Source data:

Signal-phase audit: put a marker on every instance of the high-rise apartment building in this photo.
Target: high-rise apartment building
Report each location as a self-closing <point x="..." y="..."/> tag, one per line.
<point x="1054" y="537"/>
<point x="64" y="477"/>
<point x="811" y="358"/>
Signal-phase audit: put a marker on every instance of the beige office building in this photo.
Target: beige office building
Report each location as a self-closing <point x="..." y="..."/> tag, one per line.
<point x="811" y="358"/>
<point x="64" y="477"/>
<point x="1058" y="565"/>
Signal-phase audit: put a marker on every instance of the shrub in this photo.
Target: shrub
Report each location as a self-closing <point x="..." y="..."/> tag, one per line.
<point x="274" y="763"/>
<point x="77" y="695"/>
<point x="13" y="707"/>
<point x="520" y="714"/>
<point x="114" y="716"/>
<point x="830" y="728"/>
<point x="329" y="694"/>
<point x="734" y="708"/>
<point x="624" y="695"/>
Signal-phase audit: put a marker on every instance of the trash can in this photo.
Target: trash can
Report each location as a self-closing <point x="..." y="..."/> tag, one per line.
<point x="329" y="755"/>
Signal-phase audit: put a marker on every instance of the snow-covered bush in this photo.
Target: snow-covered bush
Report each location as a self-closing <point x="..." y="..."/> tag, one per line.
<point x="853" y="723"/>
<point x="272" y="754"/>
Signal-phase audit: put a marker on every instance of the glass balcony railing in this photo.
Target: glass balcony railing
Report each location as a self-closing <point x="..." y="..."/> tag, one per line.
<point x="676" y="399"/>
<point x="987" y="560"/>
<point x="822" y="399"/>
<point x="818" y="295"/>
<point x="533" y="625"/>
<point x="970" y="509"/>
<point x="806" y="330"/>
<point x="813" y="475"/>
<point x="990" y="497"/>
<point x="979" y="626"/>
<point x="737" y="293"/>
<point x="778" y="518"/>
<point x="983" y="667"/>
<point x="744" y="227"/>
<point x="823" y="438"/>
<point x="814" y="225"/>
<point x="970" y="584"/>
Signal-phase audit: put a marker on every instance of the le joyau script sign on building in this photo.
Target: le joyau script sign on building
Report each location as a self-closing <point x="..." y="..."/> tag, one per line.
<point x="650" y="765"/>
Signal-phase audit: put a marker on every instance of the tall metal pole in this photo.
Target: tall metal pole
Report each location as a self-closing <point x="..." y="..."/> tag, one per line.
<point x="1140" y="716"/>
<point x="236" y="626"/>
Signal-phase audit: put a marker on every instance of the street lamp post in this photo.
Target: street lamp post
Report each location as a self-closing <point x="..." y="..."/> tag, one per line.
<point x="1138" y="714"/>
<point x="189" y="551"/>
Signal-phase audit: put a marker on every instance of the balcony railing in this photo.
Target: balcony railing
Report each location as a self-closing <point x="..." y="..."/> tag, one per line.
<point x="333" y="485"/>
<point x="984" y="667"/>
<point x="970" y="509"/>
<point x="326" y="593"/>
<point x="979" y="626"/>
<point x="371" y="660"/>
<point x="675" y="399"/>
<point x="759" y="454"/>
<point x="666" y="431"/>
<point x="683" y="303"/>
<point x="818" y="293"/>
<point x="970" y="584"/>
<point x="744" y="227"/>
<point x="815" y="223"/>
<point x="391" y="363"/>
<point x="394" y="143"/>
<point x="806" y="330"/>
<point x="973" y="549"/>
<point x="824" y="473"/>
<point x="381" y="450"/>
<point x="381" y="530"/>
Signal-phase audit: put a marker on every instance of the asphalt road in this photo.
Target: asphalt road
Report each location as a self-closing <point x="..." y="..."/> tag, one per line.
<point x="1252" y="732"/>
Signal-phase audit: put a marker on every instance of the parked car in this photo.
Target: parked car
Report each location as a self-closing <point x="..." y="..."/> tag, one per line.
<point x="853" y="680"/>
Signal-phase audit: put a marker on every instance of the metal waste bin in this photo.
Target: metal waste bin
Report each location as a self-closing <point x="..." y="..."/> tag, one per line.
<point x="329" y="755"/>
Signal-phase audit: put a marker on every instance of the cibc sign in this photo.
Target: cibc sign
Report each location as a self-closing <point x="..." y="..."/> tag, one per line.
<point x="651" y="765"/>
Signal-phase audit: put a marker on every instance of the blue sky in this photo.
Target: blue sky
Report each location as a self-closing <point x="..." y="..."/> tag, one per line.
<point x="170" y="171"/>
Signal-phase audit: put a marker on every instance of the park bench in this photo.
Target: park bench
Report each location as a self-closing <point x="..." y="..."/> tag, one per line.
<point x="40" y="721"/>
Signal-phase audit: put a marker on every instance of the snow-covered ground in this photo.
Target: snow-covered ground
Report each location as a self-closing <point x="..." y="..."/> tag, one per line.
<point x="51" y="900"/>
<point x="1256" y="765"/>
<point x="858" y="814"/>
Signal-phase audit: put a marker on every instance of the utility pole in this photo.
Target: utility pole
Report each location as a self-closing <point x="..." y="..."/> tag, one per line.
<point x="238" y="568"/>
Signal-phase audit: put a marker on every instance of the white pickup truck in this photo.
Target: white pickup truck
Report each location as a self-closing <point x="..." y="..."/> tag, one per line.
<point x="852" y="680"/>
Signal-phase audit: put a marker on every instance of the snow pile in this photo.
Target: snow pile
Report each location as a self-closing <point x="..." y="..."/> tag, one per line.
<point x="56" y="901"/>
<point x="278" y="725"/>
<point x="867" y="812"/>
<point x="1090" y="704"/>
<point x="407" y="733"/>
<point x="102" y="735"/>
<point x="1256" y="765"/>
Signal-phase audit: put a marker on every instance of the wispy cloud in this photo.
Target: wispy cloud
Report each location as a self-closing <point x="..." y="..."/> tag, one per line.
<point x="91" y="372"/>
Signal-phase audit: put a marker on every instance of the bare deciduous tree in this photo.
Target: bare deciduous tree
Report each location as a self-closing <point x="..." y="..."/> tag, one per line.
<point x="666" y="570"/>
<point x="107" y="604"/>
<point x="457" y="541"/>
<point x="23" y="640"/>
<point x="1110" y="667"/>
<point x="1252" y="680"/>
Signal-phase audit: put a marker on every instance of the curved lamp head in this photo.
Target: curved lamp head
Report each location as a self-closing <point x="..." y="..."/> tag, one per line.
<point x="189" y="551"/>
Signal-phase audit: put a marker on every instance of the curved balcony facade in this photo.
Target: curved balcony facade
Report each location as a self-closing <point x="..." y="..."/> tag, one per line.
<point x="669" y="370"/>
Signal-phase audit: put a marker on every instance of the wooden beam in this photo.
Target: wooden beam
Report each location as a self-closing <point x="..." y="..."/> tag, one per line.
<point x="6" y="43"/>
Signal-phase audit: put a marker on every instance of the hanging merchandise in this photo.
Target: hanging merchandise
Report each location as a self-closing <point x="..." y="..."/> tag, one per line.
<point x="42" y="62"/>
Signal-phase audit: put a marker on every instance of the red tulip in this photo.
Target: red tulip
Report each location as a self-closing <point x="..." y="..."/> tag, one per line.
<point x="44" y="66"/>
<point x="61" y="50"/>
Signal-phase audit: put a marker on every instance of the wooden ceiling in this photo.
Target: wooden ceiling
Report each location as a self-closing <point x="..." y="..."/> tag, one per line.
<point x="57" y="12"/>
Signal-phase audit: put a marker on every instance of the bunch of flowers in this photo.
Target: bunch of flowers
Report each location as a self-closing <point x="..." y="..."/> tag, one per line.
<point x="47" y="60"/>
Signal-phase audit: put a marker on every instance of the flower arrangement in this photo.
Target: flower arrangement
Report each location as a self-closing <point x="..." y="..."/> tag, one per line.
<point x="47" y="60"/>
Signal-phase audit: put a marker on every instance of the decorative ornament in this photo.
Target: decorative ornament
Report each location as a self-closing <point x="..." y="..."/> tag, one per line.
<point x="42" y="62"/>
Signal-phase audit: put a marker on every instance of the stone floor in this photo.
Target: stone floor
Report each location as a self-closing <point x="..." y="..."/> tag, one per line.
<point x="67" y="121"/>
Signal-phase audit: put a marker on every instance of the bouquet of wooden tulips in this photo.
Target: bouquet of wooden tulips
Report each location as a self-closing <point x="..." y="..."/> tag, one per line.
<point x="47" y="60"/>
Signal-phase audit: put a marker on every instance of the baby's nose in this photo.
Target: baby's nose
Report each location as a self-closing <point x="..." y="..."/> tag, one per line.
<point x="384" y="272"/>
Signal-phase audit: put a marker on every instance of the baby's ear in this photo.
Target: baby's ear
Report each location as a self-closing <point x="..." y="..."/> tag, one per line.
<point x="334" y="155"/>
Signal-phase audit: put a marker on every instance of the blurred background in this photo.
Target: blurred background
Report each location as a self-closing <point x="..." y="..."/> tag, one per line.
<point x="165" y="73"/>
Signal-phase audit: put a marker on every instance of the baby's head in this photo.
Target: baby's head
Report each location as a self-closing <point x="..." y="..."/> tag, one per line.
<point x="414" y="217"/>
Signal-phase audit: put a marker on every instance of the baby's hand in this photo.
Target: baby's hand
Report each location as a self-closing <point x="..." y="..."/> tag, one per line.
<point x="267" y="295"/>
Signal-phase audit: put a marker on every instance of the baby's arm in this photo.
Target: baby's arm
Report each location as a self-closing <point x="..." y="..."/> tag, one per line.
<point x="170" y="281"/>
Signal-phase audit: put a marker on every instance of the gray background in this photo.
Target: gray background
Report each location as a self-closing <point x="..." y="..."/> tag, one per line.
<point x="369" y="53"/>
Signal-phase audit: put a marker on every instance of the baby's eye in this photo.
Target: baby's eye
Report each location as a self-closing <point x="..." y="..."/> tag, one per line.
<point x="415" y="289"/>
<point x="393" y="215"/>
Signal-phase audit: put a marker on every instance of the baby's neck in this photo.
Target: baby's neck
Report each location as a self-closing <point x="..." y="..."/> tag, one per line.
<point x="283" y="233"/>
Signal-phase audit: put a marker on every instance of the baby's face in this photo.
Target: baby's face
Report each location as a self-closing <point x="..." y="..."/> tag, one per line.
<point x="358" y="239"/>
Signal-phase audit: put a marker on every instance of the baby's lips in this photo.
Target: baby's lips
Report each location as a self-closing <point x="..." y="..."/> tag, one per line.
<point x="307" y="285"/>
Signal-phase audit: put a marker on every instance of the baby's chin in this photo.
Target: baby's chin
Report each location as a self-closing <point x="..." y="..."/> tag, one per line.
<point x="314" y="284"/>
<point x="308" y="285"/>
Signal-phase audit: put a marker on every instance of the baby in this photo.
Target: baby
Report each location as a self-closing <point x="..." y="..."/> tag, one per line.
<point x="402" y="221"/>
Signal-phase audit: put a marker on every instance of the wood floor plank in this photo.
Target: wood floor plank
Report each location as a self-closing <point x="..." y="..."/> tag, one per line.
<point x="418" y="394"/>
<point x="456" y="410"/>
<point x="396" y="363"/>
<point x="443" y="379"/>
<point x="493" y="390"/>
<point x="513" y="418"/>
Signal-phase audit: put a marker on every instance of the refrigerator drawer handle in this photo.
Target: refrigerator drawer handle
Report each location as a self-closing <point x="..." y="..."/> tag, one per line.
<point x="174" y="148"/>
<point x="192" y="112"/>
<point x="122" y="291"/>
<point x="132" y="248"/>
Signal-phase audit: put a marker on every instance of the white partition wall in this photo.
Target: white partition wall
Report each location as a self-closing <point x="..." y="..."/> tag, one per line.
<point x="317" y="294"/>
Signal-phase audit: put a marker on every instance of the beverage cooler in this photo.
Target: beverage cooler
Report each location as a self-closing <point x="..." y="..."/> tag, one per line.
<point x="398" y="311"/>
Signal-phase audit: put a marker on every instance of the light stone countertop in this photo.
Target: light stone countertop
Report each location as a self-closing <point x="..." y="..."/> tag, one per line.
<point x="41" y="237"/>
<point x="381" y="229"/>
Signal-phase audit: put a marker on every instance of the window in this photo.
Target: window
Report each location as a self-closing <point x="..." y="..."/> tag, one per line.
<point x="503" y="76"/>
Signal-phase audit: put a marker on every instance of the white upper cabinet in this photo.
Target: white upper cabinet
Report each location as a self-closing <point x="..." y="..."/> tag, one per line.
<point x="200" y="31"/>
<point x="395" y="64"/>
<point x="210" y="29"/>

Exercise description: Retype exactly the lines from the one containing "baby in this photo." through the last line of the records above, including both.

Complete response:
Signal-phase audit: put a marker on every instance of the baby in this photo.
Target: baby
Report each location as a self-closing <point x="..." y="..."/> tag, one per line.
<point x="402" y="221"/>
Signal-phase audit: put a marker on every instance of the wood floor plank in this photo.
Target: wood floor plank
Report each location as a self-closing <point x="..." y="..."/> tag, one per line.
<point x="418" y="394"/>
<point x="456" y="410"/>
<point x="396" y="363"/>
<point x="443" y="379"/>
<point x="493" y="390"/>
<point x="513" y="418"/>
Signal-phase audit: put a marker on every instance of the refrigerator drawer handle in this photo.
Target: refrigerator drawer handle
Report each location as a self-closing <point x="..." y="..."/> tag, one per line.
<point x="174" y="148"/>
<point x="192" y="112"/>
<point x="122" y="291"/>
<point x="132" y="248"/>
Signal-phase audit: put a marker on every instance of the white partition wall in this photo.
Target: white partition wall
Report each location as a self-closing <point x="..." y="..."/> tag, one per line.
<point x="317" y="294"/>
Signal-phase audit: put a marker on every instance of the beverage cooler in this photo.
Target: beverage cooler
Report each location as a self-closing <point x="..." y="..."/> tag, one per line.
<point x="398" y="311"/>
Signal-phase audit: put a marker on every instance of the light stone countertop in this photo.
Target: light stone countertop
Report each location as a self-closing <point x="..." y="..."/> tag, one per line.
<point x="41" y="237"/>
<point x="381" y="229"/>
Signal-phase audit: put a marker on every instance of the window in this photo.
Target: window
Report each location as a self-closing <point x="..." y="..."/> tag, one per line.
<point x="503" y="76"/>
Signal-phase audit: put a marker on every instance of the white upper cabinet in this photo.
Target: white upper cabinet
Report each location as a self-closing <point x="..." y="..."/> tag, one per line.
<point x="200" y="31"/>
<point x="395" y="64"/>
<point x="210" y="29"/>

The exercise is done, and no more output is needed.